[Saved entries]
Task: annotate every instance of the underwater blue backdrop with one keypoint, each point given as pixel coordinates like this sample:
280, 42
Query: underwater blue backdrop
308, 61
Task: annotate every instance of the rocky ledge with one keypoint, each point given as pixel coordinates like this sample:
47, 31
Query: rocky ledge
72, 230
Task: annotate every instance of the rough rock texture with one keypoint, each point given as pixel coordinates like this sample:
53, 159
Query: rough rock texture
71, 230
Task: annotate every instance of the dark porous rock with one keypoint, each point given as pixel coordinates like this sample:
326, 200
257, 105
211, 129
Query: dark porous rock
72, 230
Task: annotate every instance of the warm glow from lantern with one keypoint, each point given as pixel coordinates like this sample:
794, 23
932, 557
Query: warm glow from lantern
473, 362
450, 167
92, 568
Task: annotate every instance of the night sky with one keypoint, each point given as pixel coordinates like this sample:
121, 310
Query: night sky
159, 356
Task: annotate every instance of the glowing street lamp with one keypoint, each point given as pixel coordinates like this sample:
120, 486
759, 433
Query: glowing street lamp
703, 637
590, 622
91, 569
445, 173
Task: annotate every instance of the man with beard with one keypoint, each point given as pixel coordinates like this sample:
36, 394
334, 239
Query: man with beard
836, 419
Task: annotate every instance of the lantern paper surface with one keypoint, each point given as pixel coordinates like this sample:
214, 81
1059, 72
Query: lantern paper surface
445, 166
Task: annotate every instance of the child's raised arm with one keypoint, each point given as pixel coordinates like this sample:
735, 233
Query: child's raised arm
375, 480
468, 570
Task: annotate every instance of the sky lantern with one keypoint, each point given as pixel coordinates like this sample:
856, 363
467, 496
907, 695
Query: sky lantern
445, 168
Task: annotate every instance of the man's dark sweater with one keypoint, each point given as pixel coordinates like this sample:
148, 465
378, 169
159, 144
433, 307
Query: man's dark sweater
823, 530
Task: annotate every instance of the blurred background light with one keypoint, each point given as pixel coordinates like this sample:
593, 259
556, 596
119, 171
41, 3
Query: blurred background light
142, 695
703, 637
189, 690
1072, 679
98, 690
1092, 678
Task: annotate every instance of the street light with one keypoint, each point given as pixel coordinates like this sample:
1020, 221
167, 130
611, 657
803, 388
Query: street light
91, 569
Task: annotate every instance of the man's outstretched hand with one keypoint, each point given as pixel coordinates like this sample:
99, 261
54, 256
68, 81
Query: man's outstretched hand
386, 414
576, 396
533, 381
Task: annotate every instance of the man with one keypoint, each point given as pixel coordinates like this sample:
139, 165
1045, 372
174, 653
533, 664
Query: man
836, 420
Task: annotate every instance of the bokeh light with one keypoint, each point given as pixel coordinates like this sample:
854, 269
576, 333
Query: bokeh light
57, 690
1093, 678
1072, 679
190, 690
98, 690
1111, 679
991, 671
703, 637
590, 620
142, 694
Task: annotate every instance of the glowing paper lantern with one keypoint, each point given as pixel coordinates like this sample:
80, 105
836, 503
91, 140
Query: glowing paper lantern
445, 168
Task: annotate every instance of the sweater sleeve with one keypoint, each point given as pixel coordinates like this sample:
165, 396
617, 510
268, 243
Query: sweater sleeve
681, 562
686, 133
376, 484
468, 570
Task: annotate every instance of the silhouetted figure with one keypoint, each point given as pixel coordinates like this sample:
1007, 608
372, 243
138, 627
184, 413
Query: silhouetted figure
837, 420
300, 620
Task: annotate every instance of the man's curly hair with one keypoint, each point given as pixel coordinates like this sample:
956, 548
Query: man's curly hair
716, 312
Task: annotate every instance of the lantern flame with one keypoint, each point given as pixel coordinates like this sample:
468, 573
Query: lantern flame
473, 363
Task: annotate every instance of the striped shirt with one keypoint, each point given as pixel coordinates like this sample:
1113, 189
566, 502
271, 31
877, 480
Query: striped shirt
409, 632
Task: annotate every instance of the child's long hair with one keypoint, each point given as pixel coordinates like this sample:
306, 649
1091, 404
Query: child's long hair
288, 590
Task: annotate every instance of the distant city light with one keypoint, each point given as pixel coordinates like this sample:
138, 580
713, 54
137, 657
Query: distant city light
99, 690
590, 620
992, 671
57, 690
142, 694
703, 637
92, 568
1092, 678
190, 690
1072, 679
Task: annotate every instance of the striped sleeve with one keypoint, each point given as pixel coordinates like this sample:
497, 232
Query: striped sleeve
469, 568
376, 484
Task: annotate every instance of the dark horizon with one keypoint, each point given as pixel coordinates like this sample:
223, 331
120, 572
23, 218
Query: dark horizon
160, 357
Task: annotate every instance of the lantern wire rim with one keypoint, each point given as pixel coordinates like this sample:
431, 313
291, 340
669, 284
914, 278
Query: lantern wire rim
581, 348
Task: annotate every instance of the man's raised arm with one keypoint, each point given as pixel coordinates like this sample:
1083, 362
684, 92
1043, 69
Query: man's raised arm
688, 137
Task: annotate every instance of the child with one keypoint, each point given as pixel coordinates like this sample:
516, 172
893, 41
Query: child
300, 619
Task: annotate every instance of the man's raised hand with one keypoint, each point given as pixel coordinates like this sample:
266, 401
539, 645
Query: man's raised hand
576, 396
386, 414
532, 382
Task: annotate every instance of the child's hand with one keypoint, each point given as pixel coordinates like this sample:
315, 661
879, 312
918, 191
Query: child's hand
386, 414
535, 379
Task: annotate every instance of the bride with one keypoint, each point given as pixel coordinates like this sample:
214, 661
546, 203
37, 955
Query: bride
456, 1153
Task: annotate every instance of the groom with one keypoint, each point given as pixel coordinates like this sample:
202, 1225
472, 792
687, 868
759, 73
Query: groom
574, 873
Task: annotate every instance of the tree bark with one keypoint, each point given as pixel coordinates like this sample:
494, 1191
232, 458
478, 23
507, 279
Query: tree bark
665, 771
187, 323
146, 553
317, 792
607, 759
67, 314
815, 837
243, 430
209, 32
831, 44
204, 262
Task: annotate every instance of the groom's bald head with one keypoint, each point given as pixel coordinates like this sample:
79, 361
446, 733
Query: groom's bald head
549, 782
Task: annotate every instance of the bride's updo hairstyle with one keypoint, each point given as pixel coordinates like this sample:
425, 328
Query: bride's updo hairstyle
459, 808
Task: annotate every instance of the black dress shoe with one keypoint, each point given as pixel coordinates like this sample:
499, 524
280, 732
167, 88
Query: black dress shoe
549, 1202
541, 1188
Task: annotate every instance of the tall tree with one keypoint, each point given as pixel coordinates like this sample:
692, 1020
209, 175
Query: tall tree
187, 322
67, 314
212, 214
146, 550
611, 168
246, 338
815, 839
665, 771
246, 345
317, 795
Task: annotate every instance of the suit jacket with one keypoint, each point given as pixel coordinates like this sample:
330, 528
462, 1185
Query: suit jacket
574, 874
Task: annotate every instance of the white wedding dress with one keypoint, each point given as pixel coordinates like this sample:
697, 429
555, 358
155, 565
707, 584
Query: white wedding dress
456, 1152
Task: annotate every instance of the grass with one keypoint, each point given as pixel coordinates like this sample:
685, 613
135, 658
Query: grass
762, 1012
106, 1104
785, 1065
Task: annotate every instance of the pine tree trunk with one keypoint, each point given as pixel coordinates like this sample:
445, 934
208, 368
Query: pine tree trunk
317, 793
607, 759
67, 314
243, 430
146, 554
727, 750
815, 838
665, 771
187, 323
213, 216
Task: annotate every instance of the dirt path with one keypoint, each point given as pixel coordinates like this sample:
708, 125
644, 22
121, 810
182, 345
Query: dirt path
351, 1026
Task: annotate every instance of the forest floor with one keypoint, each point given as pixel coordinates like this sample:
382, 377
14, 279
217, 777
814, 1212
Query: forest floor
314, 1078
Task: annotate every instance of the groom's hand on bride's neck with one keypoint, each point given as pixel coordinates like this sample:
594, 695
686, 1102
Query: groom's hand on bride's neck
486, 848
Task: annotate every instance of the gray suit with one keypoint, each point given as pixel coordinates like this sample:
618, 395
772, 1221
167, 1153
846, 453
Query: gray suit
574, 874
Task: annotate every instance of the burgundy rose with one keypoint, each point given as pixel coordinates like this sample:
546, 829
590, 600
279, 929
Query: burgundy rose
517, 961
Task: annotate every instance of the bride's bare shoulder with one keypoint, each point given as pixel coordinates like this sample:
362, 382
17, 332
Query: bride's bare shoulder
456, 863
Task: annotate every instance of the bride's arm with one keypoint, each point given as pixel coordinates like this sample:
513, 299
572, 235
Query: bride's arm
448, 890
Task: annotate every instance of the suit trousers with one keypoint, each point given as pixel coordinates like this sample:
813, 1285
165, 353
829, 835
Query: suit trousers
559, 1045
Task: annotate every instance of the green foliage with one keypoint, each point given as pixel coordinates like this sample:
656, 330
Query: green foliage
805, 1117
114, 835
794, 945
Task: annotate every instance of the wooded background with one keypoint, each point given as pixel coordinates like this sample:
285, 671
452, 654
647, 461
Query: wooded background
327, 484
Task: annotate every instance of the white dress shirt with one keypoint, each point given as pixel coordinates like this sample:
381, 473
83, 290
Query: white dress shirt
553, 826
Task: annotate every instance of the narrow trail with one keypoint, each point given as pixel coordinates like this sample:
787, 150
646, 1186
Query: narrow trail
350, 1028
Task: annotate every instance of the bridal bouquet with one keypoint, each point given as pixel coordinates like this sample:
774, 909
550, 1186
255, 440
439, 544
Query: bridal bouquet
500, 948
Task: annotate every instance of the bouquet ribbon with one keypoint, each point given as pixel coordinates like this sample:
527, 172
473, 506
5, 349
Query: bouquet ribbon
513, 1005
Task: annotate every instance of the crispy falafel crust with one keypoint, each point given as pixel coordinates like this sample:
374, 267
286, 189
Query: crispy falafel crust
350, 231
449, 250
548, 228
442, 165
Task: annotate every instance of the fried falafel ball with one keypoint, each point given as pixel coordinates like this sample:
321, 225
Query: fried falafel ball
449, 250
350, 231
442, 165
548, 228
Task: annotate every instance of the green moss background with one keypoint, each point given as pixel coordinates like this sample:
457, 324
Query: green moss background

→ **EXERCISE DESCRIPTION**:
Your answer must be a single number, the count of lines in the data that hold the string "moss".

→ **REPLY**:
2